(EXTRACT PROVIDED begins)
Philippine taxes on sugary drinks could avert thousands of deaths by diabetes, stroke and heart failure, World Health Organisation says
- Nearly 6,000 deaths related to diabetes, 8,000 from stroke and more than 10,000 from heart diseases are expected to be avoided over the next 20 years
The Philippines could avert 24,000 premature deaths linked to diseases such as diabetes, stroke and heart failure in the next two decades after it adopted taxes on sugar-sweetened beverages, the World Health Organisation (WHO) said on Wednesday.
The taxes levied this year could cut consumption and avoid nearly 6,000 deaths related to diabetes, 8,000 from stroke and more than 10,000 from heart diseases over 20 years, a WHO research study showed.
“The new sugar-sweetened beverage tax may help reduce obesity-related premature deaths and improve financial well-being in the Philippines,” the researchers said.
(EXTRACT PROVIDED ends)
**TASKS FOR THIS EXERCISE**
1. Summarize the news extract on Philippine sugary-drink taxes in two sentences.
2. Rewrite the news extract on Philippine sugary-drink taxes, starting with "Philippine taxes on" and going on through "research study showed.", with "stroke" replaced by "cerebrovascular disease" throughout.
(PROVIDED RECORDS begins)
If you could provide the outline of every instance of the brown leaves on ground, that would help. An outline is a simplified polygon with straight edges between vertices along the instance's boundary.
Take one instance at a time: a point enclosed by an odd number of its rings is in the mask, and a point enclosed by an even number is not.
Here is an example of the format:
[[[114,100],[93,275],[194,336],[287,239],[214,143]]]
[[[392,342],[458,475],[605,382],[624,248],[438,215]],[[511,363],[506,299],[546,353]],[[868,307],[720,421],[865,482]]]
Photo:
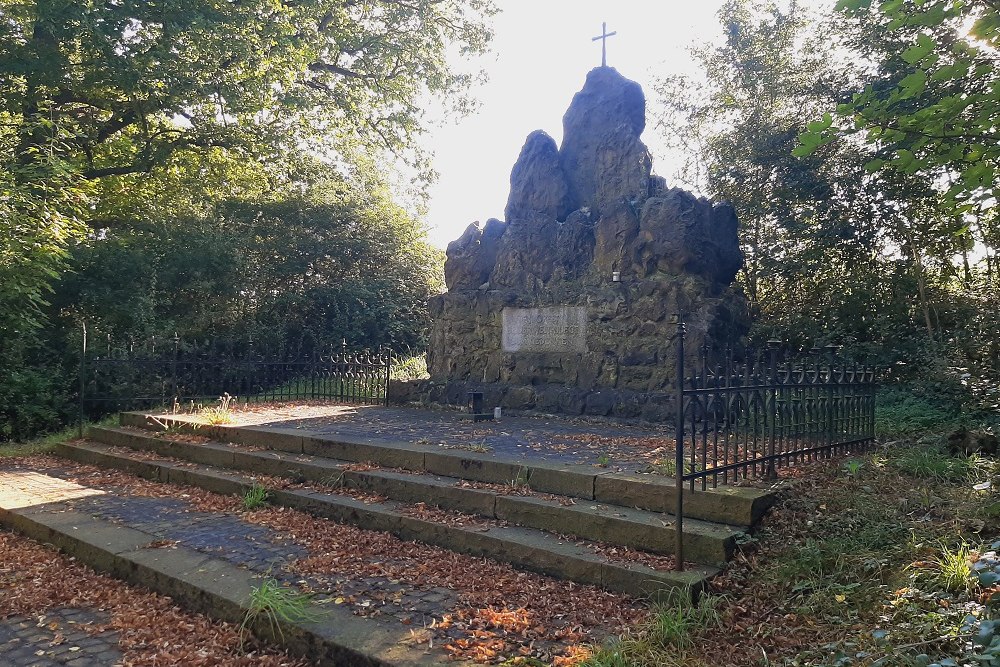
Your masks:
[[[416,588],[447,588],[459,605],[436,626],[456,657],[496,662],[517,655],[554,659],[580,654],[581,642],[599,642],[642,618],[645,605],[626,595],[515,570],[438,547],[405,542],[287,508],[269,508],[247,520],[285,531],[310,556],[292,564],[300,574],[383,577]],[[450,632],[445,632],[449,630]],[[546,655],[536,642],[559,644]],[[567,663],[568,664],[568,663]]]
[[[122,665],[305,667],[275,649],[244,645],[232,625],[181,610],[170,598],[96,574],[72,558],[0,530],[0,618],[43,615],[57,607],[107,612],[93,634],[116,631]],[[83,626],[80,626],[83,627]]]
[[[607,636],[620,634],[648,614],[643,601],[627,595],[523,572],[507,564],[418,542],[407,542],[389,533],[336,524],[298,510],[265,507],[254,512],[242,512],[240,499],[235,496],[160,484],[120,471],[70,463],[49,456],[25,457],[9,463],[43,472],[52,471],[78,484],[122,495],[181,498],[198,511],[240,514],[249,523],[273,530],[278,540],[300,544],[309,551],[309,557],[288,566],[298,574],[336,575],[351,579],[381,577],[403,581],[418,589],[438,587],[454,591],[458,605],[448,612],[449,622],[434,627],[435,634],[431,635],[438,637],[433,642],[435,646],[444,646],[454,657],[501,662],[510,657],[531,655],[554,661],[554,664],[571,665],[578,661],[573,656],[588,654],[583,644],[598,643]],[[291,485],[288,480],[279,478],[258,478],[263,480],[265,486],[302,486]],[[330,489],[326,491],[331,492]],[[364,494],[356,497],[372,502],[379,500],[379,497]],[[411,510],[416,516],[437,522],[468,522],[467,526],[481,524],[483,528],[490,525],[479,517],[439,510],[425,504],[413,505]],[[163,546],[169,545],[165,543]],[[608,555],[612,557],[615,554]],[[669,561],[662,564],[669,565]],[[363,614],[365,610],[358,609],[356,613]]]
(PROVIDED RECORDS ends)
**ANSWER SET**
1. The World Health Organisation (WHO) said the Philippines could avert 24,000 premature deaths linked to diseases such as diabetes, stroke and heart failure over the next two decades after adopting taxes on sugar-sweetened beverages. A WHO research study showed that the taxes levied this year could cut consumption and avoid nearly 6,000 deaths related to diabetes, 8,000 from stroke and more than 10,000 from heart diseases over 20 years.

2.
Philippine taxes on sugary drinks could avert thousands of deaths by diabetes, cerebrovascular disease and heart failure, World Health Organisation says
- Nearly 6,000 deaths related to diabetes, 8,000 from cerebrovascular disease and more than 10,000 from heart diseases are expected to be avoided over the next 20 years
The Philippines could avert 24,000 premature deaths linked to diseases such as diabetes, cerebrovascular disease and heart failure in the next two decades after it adopted taxes on sugar-sweetened beverages, the World Health Organisation (WHO) said on Wednesday.
The taxes levied this year could cut consumption and avoid nearly 6,000 deaths related to diabetes, 8,000 from cerebrovascular disease and more than 10,000 from heart diseases over 20 years, a WHO research study showed.